### INSTRUCTION:
Can you rewrite the rows below, requests and all, starting at the line that has "Could you kindly annotate the tree in" and stopping after the last row, with 150 added to every x and y coordinate in the answers?

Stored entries
────────────────

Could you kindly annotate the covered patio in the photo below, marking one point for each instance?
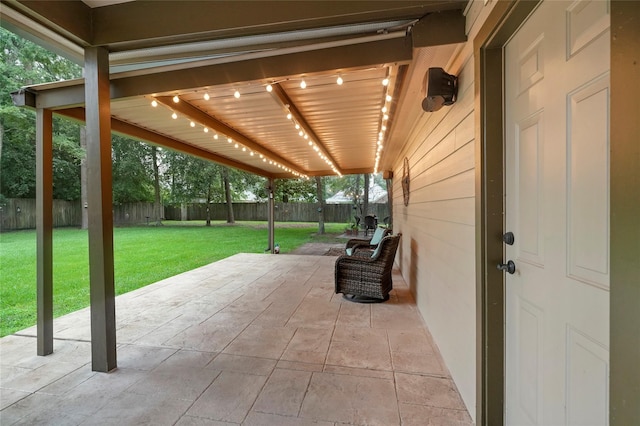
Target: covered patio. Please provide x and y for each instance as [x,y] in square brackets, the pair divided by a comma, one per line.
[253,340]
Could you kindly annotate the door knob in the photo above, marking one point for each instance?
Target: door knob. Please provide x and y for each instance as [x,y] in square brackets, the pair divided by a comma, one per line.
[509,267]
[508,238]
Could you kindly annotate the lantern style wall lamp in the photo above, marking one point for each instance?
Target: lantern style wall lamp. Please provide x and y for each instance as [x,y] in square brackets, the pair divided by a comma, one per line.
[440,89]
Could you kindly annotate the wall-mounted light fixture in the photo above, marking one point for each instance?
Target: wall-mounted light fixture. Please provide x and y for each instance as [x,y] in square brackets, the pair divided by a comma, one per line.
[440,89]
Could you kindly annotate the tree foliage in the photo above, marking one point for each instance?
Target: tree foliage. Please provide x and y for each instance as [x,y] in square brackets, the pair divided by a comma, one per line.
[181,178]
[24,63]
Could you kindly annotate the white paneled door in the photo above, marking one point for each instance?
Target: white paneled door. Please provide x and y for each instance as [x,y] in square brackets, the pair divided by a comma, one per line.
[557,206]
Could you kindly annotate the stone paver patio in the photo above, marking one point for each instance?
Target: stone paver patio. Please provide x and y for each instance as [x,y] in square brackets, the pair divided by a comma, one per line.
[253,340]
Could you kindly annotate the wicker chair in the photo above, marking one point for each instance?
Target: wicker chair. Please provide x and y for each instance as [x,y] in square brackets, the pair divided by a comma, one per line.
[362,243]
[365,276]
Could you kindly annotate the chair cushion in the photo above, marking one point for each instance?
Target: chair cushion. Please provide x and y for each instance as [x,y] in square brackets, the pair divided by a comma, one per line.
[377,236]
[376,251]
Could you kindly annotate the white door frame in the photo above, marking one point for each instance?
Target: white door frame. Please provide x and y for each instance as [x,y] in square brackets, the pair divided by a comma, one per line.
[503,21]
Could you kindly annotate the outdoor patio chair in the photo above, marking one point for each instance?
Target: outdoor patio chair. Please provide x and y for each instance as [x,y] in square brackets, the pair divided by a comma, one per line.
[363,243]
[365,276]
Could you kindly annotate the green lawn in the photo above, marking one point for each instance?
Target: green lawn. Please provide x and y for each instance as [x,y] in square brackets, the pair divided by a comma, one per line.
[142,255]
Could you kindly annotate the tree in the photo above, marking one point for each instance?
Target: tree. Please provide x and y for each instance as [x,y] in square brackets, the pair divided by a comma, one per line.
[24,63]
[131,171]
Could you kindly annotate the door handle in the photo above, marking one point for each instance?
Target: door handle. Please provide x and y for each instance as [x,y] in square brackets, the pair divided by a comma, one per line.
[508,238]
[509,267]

────────────────

### RESULT:
Could you kindly annotate the tree in the photo above, marking one point for each instance?
Target: tree. Please provide x and y for each instance as [x,y] in square brackets, the pair divided by a comma, one per line.
[174,213]
[281,321]
Could you kindly annotate the door handle in the photo above, marking one point for each instance?
Target: door handle. Please provide x and y for each instance as [x,y] in square brackets, the pair divided by a comma, one per line.
[658,388]
[659,417]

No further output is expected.